(Saved entries)
::::

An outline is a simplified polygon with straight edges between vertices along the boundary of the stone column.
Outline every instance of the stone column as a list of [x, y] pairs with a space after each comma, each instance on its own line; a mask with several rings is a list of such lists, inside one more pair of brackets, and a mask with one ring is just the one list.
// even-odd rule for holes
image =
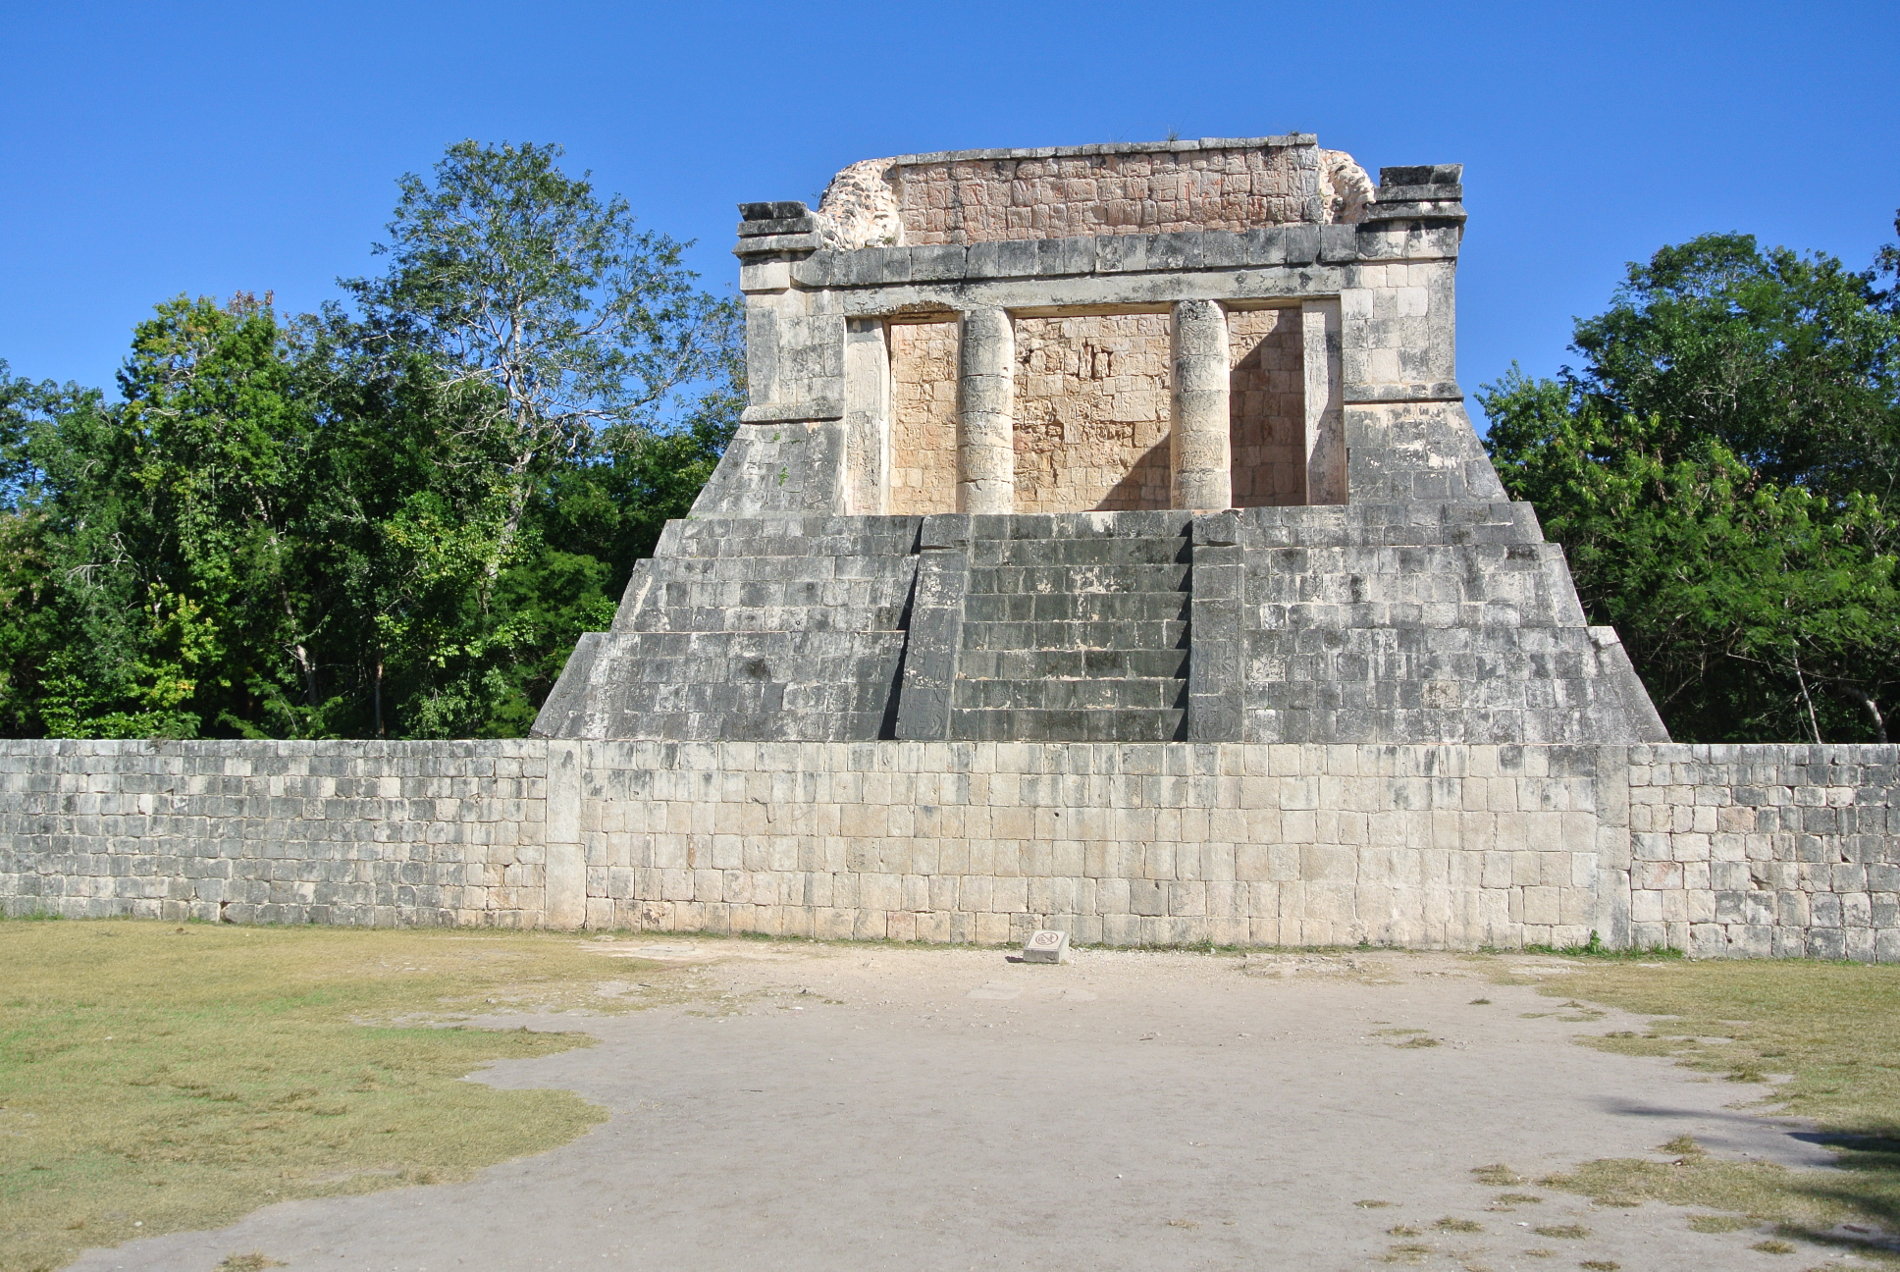
[[963, 315], [957, 354], [957, 511], [1016, 510], [1016, 335], [1002, 309]]
[[1306, 502], [1346, 502], [1346, 413], [1341, 406], [1339, 302], [1300, 306], [1305, 352]]
[[884, 323], [844, 327], [844, 511], [884, 512], [891, 488], [891, 351]]
[[1228, 434], [1227, 315], [1211, 300], [1174, 306], [1174, 391], [1168, 453], [1174, 506], [1214, 512], [1233, 506]]

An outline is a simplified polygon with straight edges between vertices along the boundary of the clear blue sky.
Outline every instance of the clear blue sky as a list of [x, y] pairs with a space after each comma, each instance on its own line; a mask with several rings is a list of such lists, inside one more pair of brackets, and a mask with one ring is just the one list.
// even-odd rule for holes
[[1856, 268], [1900, 205], [1885, 3], [22, 4], [0, 78], [0, 358], [109, 384], [181, 292], [373, 268], [396, 176], [558, 141], [729, 290], [742, 200], [976, 146], [1311, 131], [1465, 164], [1467, 390], [1547, 373], [1625, 261], [1736, 230]]

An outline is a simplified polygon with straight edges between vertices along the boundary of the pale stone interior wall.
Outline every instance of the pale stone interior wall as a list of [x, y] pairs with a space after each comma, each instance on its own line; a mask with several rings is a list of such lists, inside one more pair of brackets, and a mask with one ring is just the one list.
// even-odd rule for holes
[[1304, 338], [1297, 309], [1227, 315], [1234, 507], [1306, 499]]
[[891, 467], [886, 510], [957, 508], [957, 324], [892, 323]]
[[1318, 221], [1310, 146], [960, 159], [898, 169], [904, 242], [1245, 230]]
[[1168, 315], [1015, 327], [1016, 511], [1168, 507]]

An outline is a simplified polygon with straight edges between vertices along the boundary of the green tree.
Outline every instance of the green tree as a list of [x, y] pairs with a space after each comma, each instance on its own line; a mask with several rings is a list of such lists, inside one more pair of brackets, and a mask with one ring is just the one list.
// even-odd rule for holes
[[410, 732], [525, 732], [737, 423], [738, 307], [561, 153], [462, 142], [403, 177], [389, 268], [345, 280], [360, 319], [330, 318], [358, 382], [426, 382], [411, 427], [452, 470], [371, 554], [377, 683]]
[[1686, 740], [1886, 740], [1900, 689], [1900, 315], [1825, 256], [1711, 235], [1630, 266], [1581, 368], [1479, 397]]
[[377, 278], [344, 281], [363, 338], [423, 351], [449, 383], [492, 390], [472, 426], [503, 456], [497, 577], [529, 506], [562, 459], [601, 430], [664, 431], [695, 388], [732, 371], [736, 307], [700, 291], [684, 244], [640, 232], [625, 199], [569, 177], [555, 145], [459, 142], [434, 182], [410, 173], [376, 252]]
[[14, 511], [41, 577], [9, 625], [32, 664], [12, 714], [55, 735], [305, 731], [323, 615], [296, 372], [268, 304], [180, 297], [139, 324], [121, 403], [40, 387]]
[[558, 147], [404, 178], [362, 312], [178, 298], [0, 364], [0, 730], [509, 736], [737, 420], [737, 310]]

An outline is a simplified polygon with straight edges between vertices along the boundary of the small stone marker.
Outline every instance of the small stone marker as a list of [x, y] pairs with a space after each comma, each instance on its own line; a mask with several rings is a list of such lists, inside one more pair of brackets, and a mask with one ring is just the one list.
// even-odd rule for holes
[[1029, 934], [1023, 945], [1025, 963], [1066, 963], [1069, 961], [1069, 934], [1043, 928]]

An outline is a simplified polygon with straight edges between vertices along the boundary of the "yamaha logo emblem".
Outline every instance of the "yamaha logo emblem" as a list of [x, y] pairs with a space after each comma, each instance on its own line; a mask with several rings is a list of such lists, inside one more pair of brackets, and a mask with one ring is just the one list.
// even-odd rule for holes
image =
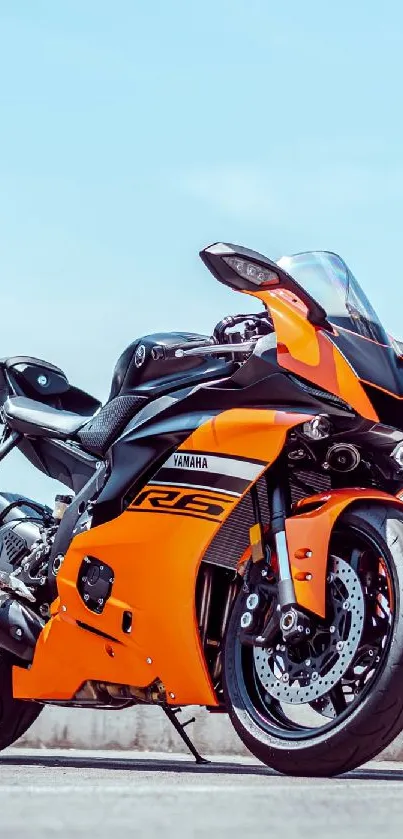
[[136, 367], [141, 367], [145, 362], [145, 358], [146, 358], [146, 348], [145, 348], [144, 344], [139, 344], [139, 346], [137, 347], [137, 350], [135, 352], [135, 356], [134, 356], [134, 363], [135, 363]]

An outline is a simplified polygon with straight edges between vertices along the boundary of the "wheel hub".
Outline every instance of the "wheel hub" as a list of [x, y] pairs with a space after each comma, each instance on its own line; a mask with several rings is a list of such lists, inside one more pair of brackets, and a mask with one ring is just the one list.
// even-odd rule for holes
[[355, 570], [331, 557], [328, 576], [330, 624], [318, 625], [309, 639], [253, 650], [257, 677], [279, 702], [313, 702], [329, 693], [350, 666], [364, 627], [364, 595]]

::::

Work required
Every entry above should be given again exactly, with no images included.

Answer to this task
An outline is a simplified polygon with straight edges between vertices along the boundary of the stone column.
Outline every instance of the stone column as a list of [x, y] pairs with a space after each comma, each instance on its own line; a mask with several rings is a list of such lists, inside one more pair of brackets, and a mask with one ring is just the one list.
// even-odd rule for holes
image =
[[963, 315], [957, 354], [957, 511], [1016, 510], [1016, 335], [1002, 309]]
[[1306, 502], [1346, 502], [1346, 413], [1341, 406], [1339, 302], [1300, 306], [1305, 352]]
[[884, 323], [844, 327], [844, 511], [884, 512], [891, 488], [891, 351]]
[[1228, 434], [1227, 315], [1211, 300], [1174, 306], [1174, 391], [1168, 453], [1174, 506], [1214, 512], [1233, 506]]

An outline is a simplified polygon with straight edges between vertices along the boundary of the clear blue sky.
Outline every instance of the clear blue sky as a list of [x, y] pairs with a space after each comma, each instance on its own line; a mask with several rings is a list of such lists, inside one more pair of brackets, and a mask with one ring is just the one list.
// even-odd rule for holes
[[1856, 268], [1900, 205], [1885, 3], [22, 4], [0, 78], [0, 358], [109, 384], [181, 292], [373, 268], [396, 176], [558, 141], [729, 290], [742, 200], [976, 146], [1311, 131], [1465, 164], [1467, 390], [1547, 373], [1625, 261], [1736, 230]]

An outline is a simplified polygon with straight edges between vertices along the boundary of the pale stone interior wall.
Outline every instance of the pale stone interior wall as a list of [x, y] pairs with a space after each comma, each instance on its own line; a mask with several rings is a list of such lists, inside one more pair of brackets, and a mask with one ring is just the one list.
// even-odd rule for holes
[[1304, 338], [1297, 309], [1227, 315], [1234, 507], [1306, 499]]
[[891, 467], [886, 510], [957, 508], [957, 324], [892, 323]]
[[1318, 221], [1310, 146], [960, 159], [898, 169], [904, 242], [1245, 230]]
[[1168, 315], [1015, 327], [1016, 511], [1168, 507]]

An outline is a simplified polygon with straight edges between vertices along the boundary of the green tree.
Outline every instance of the green tree as a list of [x, y] pairs with a space after each comma, each instance on its own line; a mask with several rings is a list of such lists, inside one more pair of brackets, and a mask with one ring is just the one list.
// even-odd rule for holes
[[410, 732], [525, 732], [737, 423], [738, 307], [561, 153], [462, 142], [403, 177], [389, 268], [345, 280], [360, 319], [330, 318], [358, 382], [426, 382], [411, 427], [452, 470], [371, 554], [377, 683]]
[[1686, 740], [1886, 740], [1900, 689], [1900, 315], [1825, 256], [1711, 235], [1630, 266], [1581, 368], [1479, 397]]
[[377, 278], [344, 281], [363, 338], [423, 351], [449, 383], [492, 390], [472, 426], [503, 456], [497, 577], [529, 506], [562, 459], [601, 430], [664, 431], [695, 388], [732, 371], [736, 307], [700, 291], [684, 244], [640, 232], [625, 199], [569, 177], [555, 145], [459, 142], [434, 182], [410, 173], [376, 252]]
[[14, 511], [41, 577], [9, 625], [32, 664], [12, 714], [55, 735], [305, 731], [323, 615], [296, 372], [268, 304], [180, 297], [139, 324], [121, 403], [40, 387]]
[[558, 147], [404, 178], [362, 312], [178, 298], [0, 364], [0, 730], [509, 736], [737, 420], [737, 310]]

An outline is a simplified polygon with straight edges between vertices along the boundary of the small stone marker.
Outline every instance of the small stone marker as a list of [x, y] pairs with a space after each comma, each instance on its own line; a mask with several rings is a list of such lists, inside one more pair of brackets, and a mask with one ring is just the one list.
// even-odd rule for holes
[[1029, 934], [1023, 945], [1025, 963], [1066, 963], [1069, 961], [1069, 934], [1043, 928]]

An outline is a simplified polygon with straight edges between vertices along the boundary of the "yamaha logo emblem".
Outline every instance of the "yamaha logo emblem" as a list of [x, y] pairs with a space after each comma, each instance on its own line; a mask with several rings is a list of such lists, inside one more pair of brackets, and a mask with one ring is just the one list.
// even-odd rule for holes
image =
[[136, 367], [141, 367], [145, 362], [145, 358], [146, 358], [146, 348], [145, 348], [144, 344], [139, 344], [139, 346], [137, 347], [137, 350], [135, 352], [135, 356], [134, 356], [134, 363], [135, 363]]

An outline is a simplified polygon with straight edges between vertices along the boundary of the "wheel hub".
Outline every instance of the "wheel hub" as a list of [x, y] pairs with a space after each comma, each instance on its own line; a mask with several rings is a list of such lists, inside one more pair of brackets, and a mask with one ring is just the one list.
// even-odd rule for holes
[[355, 570], [331, 557], [328, 576], [330, 624], [318, 625], [309, 639], [253, 650], [257, 677], [279, 702], [313, 702], [329, 693], [350, 666], [364, 627], [364, 595]]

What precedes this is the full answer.